* To do *
Rescale the entries starting at the line that contains "Running a dermatology lesion detector. Mark the green leaf" and ending at the line that contains "[671,473,931,691]", repeating only those lines, requests included. Multiply every bounding-box coordinate in the answers by 1.8 and round to whole numbers, with halves rounded up.

## Start Material shown

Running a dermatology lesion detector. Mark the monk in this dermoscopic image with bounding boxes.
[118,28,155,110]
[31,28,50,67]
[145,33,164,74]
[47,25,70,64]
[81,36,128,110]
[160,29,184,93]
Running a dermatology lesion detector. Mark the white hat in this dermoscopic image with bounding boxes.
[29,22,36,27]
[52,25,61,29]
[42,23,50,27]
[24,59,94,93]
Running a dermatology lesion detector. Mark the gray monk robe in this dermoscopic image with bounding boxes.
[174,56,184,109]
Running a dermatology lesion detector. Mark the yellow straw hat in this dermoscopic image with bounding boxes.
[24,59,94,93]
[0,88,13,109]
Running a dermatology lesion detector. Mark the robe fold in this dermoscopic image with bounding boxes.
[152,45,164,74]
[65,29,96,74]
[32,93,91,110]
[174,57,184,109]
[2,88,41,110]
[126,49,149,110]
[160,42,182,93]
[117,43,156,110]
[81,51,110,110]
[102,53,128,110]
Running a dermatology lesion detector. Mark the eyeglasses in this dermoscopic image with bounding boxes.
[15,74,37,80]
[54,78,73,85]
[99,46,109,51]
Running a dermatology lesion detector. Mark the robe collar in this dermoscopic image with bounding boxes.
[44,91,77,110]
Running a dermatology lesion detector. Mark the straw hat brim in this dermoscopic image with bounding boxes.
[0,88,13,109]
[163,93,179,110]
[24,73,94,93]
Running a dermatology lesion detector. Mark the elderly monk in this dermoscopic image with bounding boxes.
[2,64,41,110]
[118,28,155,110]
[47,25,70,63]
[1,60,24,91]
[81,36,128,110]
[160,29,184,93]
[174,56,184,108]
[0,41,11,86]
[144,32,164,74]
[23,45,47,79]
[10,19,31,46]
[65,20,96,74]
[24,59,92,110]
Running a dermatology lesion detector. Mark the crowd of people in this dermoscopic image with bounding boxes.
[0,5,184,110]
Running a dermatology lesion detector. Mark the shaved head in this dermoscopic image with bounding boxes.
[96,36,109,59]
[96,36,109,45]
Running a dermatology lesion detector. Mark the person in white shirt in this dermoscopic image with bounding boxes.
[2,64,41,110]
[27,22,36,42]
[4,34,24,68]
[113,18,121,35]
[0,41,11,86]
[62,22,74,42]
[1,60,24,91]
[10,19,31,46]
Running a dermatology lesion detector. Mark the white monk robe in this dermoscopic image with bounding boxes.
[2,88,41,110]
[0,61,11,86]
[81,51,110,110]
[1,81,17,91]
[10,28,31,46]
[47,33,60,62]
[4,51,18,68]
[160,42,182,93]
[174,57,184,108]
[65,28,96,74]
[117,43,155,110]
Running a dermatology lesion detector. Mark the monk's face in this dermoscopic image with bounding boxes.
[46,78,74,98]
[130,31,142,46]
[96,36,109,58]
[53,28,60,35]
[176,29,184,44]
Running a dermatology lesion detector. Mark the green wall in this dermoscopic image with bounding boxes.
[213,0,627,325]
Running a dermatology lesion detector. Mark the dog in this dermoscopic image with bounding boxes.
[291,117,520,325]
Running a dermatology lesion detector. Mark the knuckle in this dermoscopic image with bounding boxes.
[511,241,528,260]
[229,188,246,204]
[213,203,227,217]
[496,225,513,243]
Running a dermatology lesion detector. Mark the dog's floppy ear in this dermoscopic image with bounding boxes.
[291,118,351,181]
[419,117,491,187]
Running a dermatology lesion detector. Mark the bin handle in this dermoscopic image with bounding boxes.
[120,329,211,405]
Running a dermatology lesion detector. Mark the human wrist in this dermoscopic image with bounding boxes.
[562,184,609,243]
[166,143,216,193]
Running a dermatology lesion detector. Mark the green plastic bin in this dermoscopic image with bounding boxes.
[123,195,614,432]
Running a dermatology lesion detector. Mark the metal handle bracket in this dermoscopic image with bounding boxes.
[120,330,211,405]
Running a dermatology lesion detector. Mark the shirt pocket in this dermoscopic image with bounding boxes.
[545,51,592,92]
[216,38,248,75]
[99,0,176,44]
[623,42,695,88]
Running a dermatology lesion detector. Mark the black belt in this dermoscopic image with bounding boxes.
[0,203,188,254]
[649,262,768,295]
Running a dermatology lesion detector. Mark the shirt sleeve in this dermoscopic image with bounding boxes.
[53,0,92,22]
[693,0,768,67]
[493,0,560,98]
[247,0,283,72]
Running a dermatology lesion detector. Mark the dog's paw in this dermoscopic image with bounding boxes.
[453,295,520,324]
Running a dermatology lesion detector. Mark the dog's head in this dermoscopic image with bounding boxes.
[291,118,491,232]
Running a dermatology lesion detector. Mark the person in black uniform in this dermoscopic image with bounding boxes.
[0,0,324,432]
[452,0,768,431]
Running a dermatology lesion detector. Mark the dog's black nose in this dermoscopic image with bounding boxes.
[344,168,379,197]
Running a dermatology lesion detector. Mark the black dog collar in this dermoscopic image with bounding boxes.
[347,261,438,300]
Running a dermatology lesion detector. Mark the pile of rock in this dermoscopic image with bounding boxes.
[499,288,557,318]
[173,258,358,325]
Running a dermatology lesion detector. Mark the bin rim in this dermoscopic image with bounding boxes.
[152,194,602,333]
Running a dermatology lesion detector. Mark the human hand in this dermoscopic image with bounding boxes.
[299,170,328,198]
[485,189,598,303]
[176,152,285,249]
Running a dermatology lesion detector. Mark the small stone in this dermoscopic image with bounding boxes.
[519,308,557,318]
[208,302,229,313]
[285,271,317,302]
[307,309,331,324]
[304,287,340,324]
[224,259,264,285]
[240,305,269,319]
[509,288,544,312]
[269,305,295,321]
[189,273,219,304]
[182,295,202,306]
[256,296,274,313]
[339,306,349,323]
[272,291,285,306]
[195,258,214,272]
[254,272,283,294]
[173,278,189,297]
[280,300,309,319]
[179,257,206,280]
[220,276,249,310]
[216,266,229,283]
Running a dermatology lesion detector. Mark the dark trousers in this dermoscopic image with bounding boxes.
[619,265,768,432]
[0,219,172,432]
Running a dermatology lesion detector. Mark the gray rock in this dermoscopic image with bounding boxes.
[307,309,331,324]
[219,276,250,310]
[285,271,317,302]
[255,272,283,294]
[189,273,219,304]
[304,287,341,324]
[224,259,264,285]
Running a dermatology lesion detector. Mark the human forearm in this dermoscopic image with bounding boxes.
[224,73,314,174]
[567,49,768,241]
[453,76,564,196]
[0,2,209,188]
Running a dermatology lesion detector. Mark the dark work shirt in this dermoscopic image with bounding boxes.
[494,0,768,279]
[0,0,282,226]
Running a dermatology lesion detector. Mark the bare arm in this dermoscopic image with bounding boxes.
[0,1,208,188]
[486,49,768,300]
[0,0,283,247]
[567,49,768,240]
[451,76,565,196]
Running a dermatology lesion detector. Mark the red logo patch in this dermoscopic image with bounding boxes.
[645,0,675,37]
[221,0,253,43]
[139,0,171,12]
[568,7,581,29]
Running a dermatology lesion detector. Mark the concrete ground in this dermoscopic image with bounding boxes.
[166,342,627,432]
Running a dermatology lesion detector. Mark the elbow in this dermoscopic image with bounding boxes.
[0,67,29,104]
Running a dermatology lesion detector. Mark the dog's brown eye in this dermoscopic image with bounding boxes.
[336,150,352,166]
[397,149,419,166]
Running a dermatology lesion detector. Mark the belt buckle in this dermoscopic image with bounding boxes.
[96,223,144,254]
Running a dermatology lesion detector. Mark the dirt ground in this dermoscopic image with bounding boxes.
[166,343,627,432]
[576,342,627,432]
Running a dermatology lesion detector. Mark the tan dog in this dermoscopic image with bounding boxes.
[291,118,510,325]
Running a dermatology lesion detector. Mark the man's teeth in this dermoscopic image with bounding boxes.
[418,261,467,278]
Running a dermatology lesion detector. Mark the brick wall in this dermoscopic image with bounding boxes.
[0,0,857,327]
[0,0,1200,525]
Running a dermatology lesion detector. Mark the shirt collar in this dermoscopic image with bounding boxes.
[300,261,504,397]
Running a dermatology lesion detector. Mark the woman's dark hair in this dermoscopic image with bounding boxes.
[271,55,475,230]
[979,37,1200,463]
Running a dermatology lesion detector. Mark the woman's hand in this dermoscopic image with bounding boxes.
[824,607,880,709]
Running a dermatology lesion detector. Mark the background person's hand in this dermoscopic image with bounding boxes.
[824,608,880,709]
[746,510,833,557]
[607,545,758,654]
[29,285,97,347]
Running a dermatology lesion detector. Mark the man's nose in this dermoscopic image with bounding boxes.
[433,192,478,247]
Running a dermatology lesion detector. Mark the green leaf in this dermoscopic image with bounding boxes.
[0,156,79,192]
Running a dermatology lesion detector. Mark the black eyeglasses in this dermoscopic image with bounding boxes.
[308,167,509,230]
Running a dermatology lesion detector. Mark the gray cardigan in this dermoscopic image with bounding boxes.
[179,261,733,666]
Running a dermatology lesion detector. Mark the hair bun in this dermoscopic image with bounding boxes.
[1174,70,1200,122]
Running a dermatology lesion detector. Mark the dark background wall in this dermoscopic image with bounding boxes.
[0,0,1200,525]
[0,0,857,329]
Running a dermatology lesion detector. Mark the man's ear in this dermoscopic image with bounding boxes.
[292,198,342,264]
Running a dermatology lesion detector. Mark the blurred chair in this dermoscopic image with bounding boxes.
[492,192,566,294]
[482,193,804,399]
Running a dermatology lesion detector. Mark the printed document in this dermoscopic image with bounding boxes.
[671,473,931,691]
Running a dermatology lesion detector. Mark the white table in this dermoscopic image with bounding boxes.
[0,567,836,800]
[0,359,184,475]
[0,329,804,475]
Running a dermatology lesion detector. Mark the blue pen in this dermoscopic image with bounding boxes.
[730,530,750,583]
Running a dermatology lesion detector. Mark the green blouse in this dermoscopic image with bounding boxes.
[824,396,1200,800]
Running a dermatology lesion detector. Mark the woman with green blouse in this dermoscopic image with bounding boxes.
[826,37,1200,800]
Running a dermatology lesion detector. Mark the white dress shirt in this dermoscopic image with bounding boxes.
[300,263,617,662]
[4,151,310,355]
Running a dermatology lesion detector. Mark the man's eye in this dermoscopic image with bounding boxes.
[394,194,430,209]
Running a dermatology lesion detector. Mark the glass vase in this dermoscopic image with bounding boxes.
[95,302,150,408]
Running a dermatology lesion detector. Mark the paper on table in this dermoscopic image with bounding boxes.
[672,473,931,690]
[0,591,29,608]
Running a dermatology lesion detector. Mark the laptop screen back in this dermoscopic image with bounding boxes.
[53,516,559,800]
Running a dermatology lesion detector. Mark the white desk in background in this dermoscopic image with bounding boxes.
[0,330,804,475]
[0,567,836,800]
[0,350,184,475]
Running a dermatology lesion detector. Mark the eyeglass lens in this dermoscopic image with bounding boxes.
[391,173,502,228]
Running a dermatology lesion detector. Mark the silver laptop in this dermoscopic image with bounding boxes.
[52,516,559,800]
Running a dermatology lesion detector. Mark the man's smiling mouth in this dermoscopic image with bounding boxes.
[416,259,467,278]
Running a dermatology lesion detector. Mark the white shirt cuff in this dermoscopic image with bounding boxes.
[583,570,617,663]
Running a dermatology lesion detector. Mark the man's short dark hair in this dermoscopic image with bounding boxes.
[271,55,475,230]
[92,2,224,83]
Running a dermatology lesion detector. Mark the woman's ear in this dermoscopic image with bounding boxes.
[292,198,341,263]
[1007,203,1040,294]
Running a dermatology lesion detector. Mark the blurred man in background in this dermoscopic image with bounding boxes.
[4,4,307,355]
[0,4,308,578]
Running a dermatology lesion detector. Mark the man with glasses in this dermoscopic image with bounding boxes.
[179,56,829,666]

## End Material shown

* Expected answer *
Running a dermatology lesion detector. Mark the green leaf in this dermoscopic image with bounding boxes.
[0,281,142,346]
Running a dermatology lesion detector. Mark the black eyeglasses in this dermoscopic image with bounding boxes.
[554,301,916,414]
Running a dermatology lesion detector. Mark the gray cardigan in this dermoscopic image with bounding boxes.
[322,470,1319,1199]
Running a dermatology lesion detector. Mark the hair bun in this dermoscopic image with bounding boxes.
[2113,126,2160,220]
Running a dermatology lesion detector. Mark the dark background wall in this dermoscopic image with bounding boxes.
[0,0,2160,945]
[0,0,1543,592]
Running a dermatology lesion detector. Mark the man's ear in this dermoscopic image with bounding boxes.
[526,356,616,475]
Running a dermatology lesion detector. Mark the blurred chair in this dermoscopic image with bounding boxes.
[886,346,1019,529]
[868,347,1447,718]
Running a dermatology lesion detector. Mark the printed document in this dermoscopic image with bounding boxes.
[1208,851,1676,1244]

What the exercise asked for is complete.